■ Task instructions: Translate this sentence from the page about the pen name Plunger into Spanish: "What has been lost is the skill of interpreting the averages through reading the language of the market."

Who is Plunger ?
My Pen name “Plunger” is a spoof based on a quote from P.J. O’Rourke, an American political satirist and journalist.
“Giving assets to a stock market plunger is like giving beer and car keys to teenage boys.”
A plunger is the polar opposite of a prudent investor. “Most prudent investors find that their permanent profits come from a diversified portfolio where they maintain a discipline of letting profits run and cutting losses quickly. A plunger, on the other hand, will make daring emotional speculations, risking a large percentage of capital on a single trade, having total unquestioned certainty on their “trade-of-the-month”. Seldom do they build into a position over time adding increasing purchases only after the market validates their market opinion. No, instead they plunge into the trade all at once.”
In my formal training I achieved a BS in Economics with a focus on econometrics and political economy. After earning my degree, my academic journey revealed to me that conventional Keynesian theory was wholly insufficient in explaining the financial world we live in. This led me to the Austrian school of economics as founded by Ludwick Von Mises. I was mentored by Harry Browne and have studied the entire works of Mises and Murray Rothbard.
As an investor and trader I have been principally influenced by Dow Theory and the great analysts who developed and evolved it to what it is today. Modern portfolio management falls far short of what the great stock market theorists of the 20th century had to offer. What has been lost is the skill of interpreting the averages through reading the language of the market.

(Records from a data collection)
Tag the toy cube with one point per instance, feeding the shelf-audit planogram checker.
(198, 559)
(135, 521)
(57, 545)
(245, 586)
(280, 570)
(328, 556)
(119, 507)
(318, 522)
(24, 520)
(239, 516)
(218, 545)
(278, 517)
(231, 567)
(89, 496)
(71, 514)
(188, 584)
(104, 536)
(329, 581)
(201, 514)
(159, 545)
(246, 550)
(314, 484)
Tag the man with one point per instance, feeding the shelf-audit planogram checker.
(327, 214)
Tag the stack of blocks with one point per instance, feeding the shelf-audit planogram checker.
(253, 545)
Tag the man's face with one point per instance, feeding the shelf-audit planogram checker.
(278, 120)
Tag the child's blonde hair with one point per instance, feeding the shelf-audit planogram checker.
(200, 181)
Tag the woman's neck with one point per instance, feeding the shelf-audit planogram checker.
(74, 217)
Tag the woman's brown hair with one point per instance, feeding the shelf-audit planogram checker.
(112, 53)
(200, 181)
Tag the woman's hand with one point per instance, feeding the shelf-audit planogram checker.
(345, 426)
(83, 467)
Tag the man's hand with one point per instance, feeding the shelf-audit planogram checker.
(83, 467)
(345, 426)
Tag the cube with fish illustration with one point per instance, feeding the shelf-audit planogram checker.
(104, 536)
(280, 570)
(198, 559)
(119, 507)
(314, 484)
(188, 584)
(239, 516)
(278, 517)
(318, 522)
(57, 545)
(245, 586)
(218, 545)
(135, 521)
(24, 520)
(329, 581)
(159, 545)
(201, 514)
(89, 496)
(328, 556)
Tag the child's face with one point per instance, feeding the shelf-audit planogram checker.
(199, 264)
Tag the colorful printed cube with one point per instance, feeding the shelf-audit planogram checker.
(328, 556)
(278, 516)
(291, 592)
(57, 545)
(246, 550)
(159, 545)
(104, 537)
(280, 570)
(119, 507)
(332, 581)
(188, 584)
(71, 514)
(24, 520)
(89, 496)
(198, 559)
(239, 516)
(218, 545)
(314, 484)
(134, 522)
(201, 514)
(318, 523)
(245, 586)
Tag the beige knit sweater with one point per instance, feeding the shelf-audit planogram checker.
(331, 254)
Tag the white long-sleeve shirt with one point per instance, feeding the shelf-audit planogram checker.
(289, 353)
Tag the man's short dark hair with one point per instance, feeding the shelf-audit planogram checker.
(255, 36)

■ Final answer: Lo que se ha perdido es la habilidad de interpretar los promedios mediante la lectura del lenguaje del mercado.